» **PASSAGE PROVIDED**:
Recent studies 'have shown conclusively that children do not
use rhyming endings to decode words; hardly ever decode by
analogy to other words; and that ability to dissect words
into onsets and rimes has no impact whatsoever on learning
to read and spell. (D.McGuinness WCCR
'Teaching word parts, analogies and word families creates the "part-word assembler''. This is the child who searches for little, familiar word parts and assembles them into a nonsense word, hoping it will be close enough to guess what it is. Jane sees the word "watermelon", which has these parts in it: wa wat wate at ate ter term erm me mel el lo on. Which of these 13 parts would you use? Jane chose "weatermeon" (D.McGuinness.THE.29/05/98)
'It is ethically unacceptable to pursue teaching methods that may cause anxiety and stress', says synthetic phonics opponent, Marian Whitehead (Whitehead. 2010 p.141). Following, is an example
of the **'decoding' rigmarole that a child taught to use a range of strategies is expected
to go through on encountering any word they don't immediately recognise: ''(I)f a child met the word ‘nightingale’
he would use a combination of initial sound (n), segmentation
(night-ing-(g)ale), letter clusters (ight, ing), sight vocabulary
(gale) and context (it’s a bird)’' (Fisher. Practical answers to teachers' questions about reading. UKLA
p8) A better method of inducing anxiety and stress in a beginning reader is difficult to imagine.
Note, that as only the most consistent GPCs are directly taught in traditional mixed methods instruction and leveled scheme books (Book Bands) are used from the very start, sounding out GPC by GPC all-through-the-written-word, one of the central tenets of synthetic phonics, will fail as a strategy and is therefore discouraged; 'Sounding out a word is a cumbersome, time-consuming, and unnecessary activity. By using context, we
can identify words with only minimal attention to grapho/phonemic cues' (Weaver. Reading process & practice: From socio-psycholinguistics to whole language) 'Many ways of teaching reading rely on children learning to ‘sound out’ words they don’t know, but in Reading Recovery we are sceptical of the usefulness of this approach' (Running Record. Dec. '04 p8)

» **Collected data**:
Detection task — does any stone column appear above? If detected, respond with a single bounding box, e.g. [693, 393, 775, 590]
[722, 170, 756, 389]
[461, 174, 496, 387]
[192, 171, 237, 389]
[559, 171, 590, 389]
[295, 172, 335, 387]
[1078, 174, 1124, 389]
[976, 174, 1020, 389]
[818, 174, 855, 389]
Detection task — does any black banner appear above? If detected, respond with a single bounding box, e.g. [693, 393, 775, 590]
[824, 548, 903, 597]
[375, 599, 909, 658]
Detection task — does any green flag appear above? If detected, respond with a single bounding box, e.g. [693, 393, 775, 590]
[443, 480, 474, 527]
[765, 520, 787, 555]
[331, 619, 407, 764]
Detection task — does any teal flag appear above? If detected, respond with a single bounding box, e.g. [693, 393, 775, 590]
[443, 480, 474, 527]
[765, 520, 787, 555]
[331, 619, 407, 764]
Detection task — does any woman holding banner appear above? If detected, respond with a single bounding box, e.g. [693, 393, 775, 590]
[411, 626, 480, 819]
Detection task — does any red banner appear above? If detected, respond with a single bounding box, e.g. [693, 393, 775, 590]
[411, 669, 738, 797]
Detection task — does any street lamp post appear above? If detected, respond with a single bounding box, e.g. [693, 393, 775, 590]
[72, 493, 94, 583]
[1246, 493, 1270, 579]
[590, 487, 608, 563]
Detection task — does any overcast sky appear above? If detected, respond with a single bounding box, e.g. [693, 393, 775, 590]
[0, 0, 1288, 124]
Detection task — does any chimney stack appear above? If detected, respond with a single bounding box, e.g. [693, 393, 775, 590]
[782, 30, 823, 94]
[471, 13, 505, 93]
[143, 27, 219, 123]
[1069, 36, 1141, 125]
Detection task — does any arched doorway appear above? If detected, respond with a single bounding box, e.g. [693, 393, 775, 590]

» **EXERCISE INSTRUCTIONS**:
**A)** Answer these questions about the passage on reading instruction:
(i) In the "watermelon" example, what word did Jane choose?
(ii) In the example about the word "nightingale," what context would the child use?
(iii) In which program does the quoted source say "we are sceptical of the usefulness of this approach"?
**B)** Turn the rows from the line containing "Detection task — does any chimney" through the last row into a JSON list of strings, one string per line, leaving out blank lines.
The rows have no connection to the passage on reading instruction.

» **RESPONSES**:
**A)**
(i) "weatermeon"
(ii) It's a bird.
(iii) Reading Recovery

**B)**
[
  "Detection task — does any chimney stack appear above? If detected, respond with a single bounding box, e.g. [693, 393, 775, 590]",
  "[782, 30, 823, 94]",
  "[471, 13, 505, 93]",
  "[143, 27, 219, 123]",
  "[1069, 36, 1141, 125]",
  "Detection task — does any arched doorway appear above? If detected, respond with a single bounding box, e.g. [693, 393, 775, 590]"
]